Records for the task |
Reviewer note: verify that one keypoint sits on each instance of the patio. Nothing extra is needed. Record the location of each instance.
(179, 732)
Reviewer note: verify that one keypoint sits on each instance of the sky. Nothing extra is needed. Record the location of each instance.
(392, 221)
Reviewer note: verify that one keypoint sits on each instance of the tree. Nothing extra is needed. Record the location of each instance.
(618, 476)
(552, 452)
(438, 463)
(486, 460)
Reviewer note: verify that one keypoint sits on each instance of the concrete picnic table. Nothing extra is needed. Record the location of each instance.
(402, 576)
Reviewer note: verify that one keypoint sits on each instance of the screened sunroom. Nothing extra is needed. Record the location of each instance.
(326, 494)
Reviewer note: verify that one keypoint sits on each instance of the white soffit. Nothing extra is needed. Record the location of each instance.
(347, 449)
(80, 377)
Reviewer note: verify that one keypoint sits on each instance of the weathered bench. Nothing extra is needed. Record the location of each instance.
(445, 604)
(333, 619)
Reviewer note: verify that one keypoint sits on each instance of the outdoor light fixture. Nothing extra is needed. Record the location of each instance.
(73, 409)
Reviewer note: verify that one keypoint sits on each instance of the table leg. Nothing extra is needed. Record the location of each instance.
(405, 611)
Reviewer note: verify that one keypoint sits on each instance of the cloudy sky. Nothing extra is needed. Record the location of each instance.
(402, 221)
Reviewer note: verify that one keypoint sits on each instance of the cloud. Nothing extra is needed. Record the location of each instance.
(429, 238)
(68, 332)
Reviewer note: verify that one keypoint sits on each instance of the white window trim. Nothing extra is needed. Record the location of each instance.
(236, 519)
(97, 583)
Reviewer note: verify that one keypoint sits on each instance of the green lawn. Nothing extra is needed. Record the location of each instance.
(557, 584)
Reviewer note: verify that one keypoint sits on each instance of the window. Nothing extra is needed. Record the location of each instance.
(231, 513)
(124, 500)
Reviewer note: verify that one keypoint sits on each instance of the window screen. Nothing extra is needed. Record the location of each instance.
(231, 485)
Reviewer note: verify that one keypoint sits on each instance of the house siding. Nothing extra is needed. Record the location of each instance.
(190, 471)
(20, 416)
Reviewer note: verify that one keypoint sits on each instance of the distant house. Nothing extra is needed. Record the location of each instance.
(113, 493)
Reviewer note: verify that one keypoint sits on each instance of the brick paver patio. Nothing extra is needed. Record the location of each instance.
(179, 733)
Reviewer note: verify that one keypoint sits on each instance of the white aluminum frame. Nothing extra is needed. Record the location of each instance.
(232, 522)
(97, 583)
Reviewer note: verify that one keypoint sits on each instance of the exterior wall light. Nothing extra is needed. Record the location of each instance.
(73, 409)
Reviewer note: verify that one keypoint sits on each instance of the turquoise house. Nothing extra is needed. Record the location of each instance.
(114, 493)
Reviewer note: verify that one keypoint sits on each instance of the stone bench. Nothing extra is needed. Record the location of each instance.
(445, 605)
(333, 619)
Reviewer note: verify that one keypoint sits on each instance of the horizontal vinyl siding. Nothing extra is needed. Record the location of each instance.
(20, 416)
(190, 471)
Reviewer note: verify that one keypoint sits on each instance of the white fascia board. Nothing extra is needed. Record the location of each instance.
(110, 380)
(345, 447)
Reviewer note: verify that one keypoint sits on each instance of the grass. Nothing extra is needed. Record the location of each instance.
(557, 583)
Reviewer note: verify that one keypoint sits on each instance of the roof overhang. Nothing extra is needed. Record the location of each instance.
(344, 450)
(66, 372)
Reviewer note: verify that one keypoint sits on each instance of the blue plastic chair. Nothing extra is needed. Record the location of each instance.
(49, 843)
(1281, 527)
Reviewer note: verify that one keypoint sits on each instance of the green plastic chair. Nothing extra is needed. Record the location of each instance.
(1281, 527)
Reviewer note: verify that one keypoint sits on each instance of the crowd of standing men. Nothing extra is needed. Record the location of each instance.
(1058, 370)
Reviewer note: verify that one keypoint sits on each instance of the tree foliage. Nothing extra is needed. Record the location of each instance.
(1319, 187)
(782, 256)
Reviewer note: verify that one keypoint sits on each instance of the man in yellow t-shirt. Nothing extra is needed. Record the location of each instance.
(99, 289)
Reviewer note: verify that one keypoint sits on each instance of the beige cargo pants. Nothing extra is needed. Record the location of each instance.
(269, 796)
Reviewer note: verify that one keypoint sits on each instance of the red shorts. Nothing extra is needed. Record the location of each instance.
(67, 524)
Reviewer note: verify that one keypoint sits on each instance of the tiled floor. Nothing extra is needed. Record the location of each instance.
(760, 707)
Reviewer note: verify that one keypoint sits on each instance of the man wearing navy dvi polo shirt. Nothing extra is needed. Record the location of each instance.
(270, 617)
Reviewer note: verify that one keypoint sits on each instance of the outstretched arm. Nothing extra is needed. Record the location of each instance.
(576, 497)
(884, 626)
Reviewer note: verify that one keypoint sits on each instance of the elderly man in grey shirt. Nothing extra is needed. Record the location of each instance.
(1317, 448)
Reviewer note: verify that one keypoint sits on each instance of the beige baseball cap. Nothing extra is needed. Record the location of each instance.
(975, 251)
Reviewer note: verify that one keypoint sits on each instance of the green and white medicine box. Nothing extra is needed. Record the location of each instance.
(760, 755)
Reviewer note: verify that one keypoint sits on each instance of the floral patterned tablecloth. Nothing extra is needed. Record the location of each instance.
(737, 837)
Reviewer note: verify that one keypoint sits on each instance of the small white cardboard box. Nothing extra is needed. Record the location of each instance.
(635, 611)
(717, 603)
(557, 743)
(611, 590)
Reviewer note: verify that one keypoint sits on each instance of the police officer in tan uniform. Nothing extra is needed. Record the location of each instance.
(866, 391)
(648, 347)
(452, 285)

Work instructions | Convert every line above into a Markdown table with the columns "Row" and "Line." Number each row and skip any blank lines.

Solution to this task |
| Row | Line |
|---|---|
| 1 | Reviewer note: verify that one keypoint sits on each instance of the patio. Nothing extra is needed. Record the location of each instance. |
| 2 | (179, 732) |
| 3 | Reviewer note: verify that one keypoint sits on each instance of the sky. Nothing extra is needed. Record the location of each instance. |
| 4 | (392, 221) |
| 5 | Reviewer note: verify that one keypoint sits on each instance of the tree. Nothing extra is needed. Record the location of each instance. |
| 6 | (618, 476) |
| 7 | (552, 452) |
| 8 | (438, 463) |
| 9 | (486, 460) |
| 10 | Reviewer note: verify that one keypoint sits on each instance of the concrete picnic table. Nothing extra is needed. Record the location of each instance. |
| 11 | (402, 576) |
| 12 | Reviewer note: verify that one keypoint sits on each instance of the screened sunroom. Nothing extra is needed. Record the location of each instance. |
| 13 | (326, 494) |
| 14 | Reviewer note: verify that one keypoint sits on each instance of the white soffit. Nothing extra is needed. Record the location of each instance. |
| 15 | (347, 449) |
| 16 | (80, 377) |
| 17 | Reviewer note: verify that one keypoint sits on each instance of the weathered bench. Nothing extra is needed. Record the location of each instance. |
| 18 | (445, 604) |
| 19 | (333, 619) |
| 20 | Reviewer note: verify that one keypoint sits on each instance of the outdoor light fixture. Nothing extra is needed. Record the location of each instance. |
| 21 | (73, 409) |
| 22 | Reviewer note: verify that one keypoint sits on each instance of the table leg. Nothing extra is needed. Record the location of each instance. |
| 23 | (405, 611) |
| 24 | Reviewer note: verify that one keypoint sits on each instance of the cloudy sky. Nothing extra is needed. Record the location of each instance. |
| 25 | (402, 221) |
| 26 | Reviewer note: verify that one keypoint sits on each instance of the cloud. Nothing extra is needed. Record the location of each instance. |
| 27 | (429, 238) |
| 28 | (68, 332) |
| 29 | Reviewer note: verify that one keypoint sits on each instance of the white window trim. Nothing extra is needed. Record the location of each instance. |
| 30 | (236, 519) |
| 31 | (97, 583) |
| 32 | Reviewer note: verify that one keypoint sits on each instance of the green lawn. Nothing extra is needed. Record the location of each instance. |
| 33 | (557, 584) |
| 34 | Reviewer note: verify that one keypoint sits on each instance of the window. Nothing extra is needed. Record the location of each instance. |
| 35 | (231, 513) |
| 36 | (124, 500) |
| 37 | Reviewer note: verify that one keypoint sits on each instance of the window screen. Nothing extra is needed. Record the location of each instance. |
| 38 | (231, 485) |
| 39 | Reviewer note: verify that one keypoint sits on each instance of the house siding. Nothing extra is needed. Record the location of each instance. |
| 40 | (190, 471) |
| 41 | (20, 416) |
| 42 | Reviewer note: verify that one keypoint sits on each instance of the distant house. Nothing extra is needed. Record the location of each instance. |
| 43 | (113, 493) |
| 44 | Reviewer note: verify that one keypoint sits on each instance of the brick paver patio. Nothing extra is needed. Record the location of each instance. |
| 45 | (179, 733) |
| 46 | Reviewer note: verify that one keypoint sits on each instance of the white aluminum frame. Nothing extra is needed. Record the location of each instance. |
| 47 | (232, 522) |
| 48 | (97, 583) |
| 49 | Reviewer note: verify that one keypoint sits on each instance of the exterior wall light. Nothing extra is needed. Record the location of each instance. |
| 50 | (73, 409) |
| 51 | Reviewer note: verify that one keypoint sits on each instance of the turquoise house. Nothing extra is needed. Record the location of each instance. |
| 52 | (114, 493) |
| 53 | Reviewer note: verify that one keypoint sits on each instance of the stone bench. Nothing extra is needed. Record the location of each instance. |
| 54 | (445, 605) |
| 55 | (333, 619) |
| 56 | Reviewer note: verify that one keypoint sits on each instance of the horizontal vinyl siding. Nothing extra is needed. Record the location of each instance. |
| 57 | (20, 416) |
| 58 | (190, 471) |
| 59 | Reviewer note: verify that one keypoint sits on each instance of the white fascia board. Nothing extra is needed. Record the location of each instance. |
| 60 | (110, 380) |
| 61 | (345, 447) |
| 62 | Reviewer note: verify that one keypoint sits on each instance of the grass. Nothing extra is needed. Record the location of each instance. |
| 63 | (557, 583) |
| 64 | Reviewer note: verify that one keypoint sits on each instance of the roof overhang. Nothing extra is needed. Record the location of each instance. |
| 65 | (344, 450) |
| 66 | (66, 372) |
| 67 | Reviewer note: verify that one keypoint sits on each instance of the blue plastic chair. Nothing extra is needed. Record the location of each instance. |
| 68 | (49, 843) |
| 69 | (1281, 527) |
| 70 | Reviewer note: verify that one keypoint sits on each instance of the green plastic chair. Nothing extra is needed. Record the location of each instance. |
| 71 | (1281, 527) |
| 72 | Reviewer note: verify that one keypoint sits on each instance of the crowd of standing men. Nothing extra is needed. Record the location of each instance. |
| 73 | (1058, 370) |
| 74 | Reviewer note: verify that one keypoint sits on each instance of the tree foliage. Nothing extra is needed. Record the location of each instance. |
| 75 | (1319, 187) |
| 76 | (782, 256) |
| 77 | Reviewer note: verify that one keypoint sits on each instance of the man in yellow t-shirt. Nothing extra is needed. Record the location of each instance. |
| 78 | (99, 289) |
| 79 | Reviewer note: verify that one keypoint sits on each instance of the beige cargo pants. Nothing extra is needed. Record the location of each instance. |
| 80 | (269, 796) |
| 81 | Reviewer note: verify that one keypoint sits on each instance of the red shorts. Nothing extra is needed. Record the location of each instance. |
| 82 | (67, 524) |
| 83 | Reviewer note: verify that one keypoint sits on each instance of the tiled floor. Nothing extra is needed. Record the location of each instance. |
| 84 | (760, 707) |
| 85 | Reviewer note: verify that one keypoint sits on each instance of the man wearing navy dvi polo shirt. Nothing extra is needed. Record the location of each instance. |
| 86 | (270, 617) |
| 87 | Reviewer note: verify that one keypoint sits on each instance of the outstretched arm. Nothing extra is needed. Record the location of each instance. |
| 88 | (576, 497) |
| 89 | (884, 626) |
| 90 | Reviewer note: verify that one keypoint sits on each instance of the elderly man in grey shirt. Nothing extra is needed. Record the location of each instance. |
| 91 | (1317, 448) |
| 92 | Reviewer note: verify that one keypoint sits on each instance of the beige baseball cap. Nothing extra is needed. Record the location of each instance. |
| 93 | (975, 251) |
| 94 | Reviewer note: verify that one keypoint sits on each instance of the green and white medicine box. Nothing extra is needed. Record the location of each instance. |
| 95 | (760, 755) |
| 96 | Reviewer note: verify that one keypoint sits on each instance of the floral patterned tablecloth. Nothing extra is needed. Record the location of each instance. |
| 97 | (737, 837) |
| 98 | Reviewer note: verify that one keypoint sits on each instance of the small white cardboard box. Nothing extra is needed. Record the location of each instance. |
| 99 | (635, 611) |
| 100 | (717, 603) |
| 101 | (557, 743) |
| 102 | (611, 590) |
| 103 | Reviewer note: verify that one keypoint sits on each instance of the police officer in tan uniform. Nothing extra is needed. Record the location of each instance. |
| 104 | (866, 391) |
| 105 | (648, 347) |
| 106 | (452, 285) |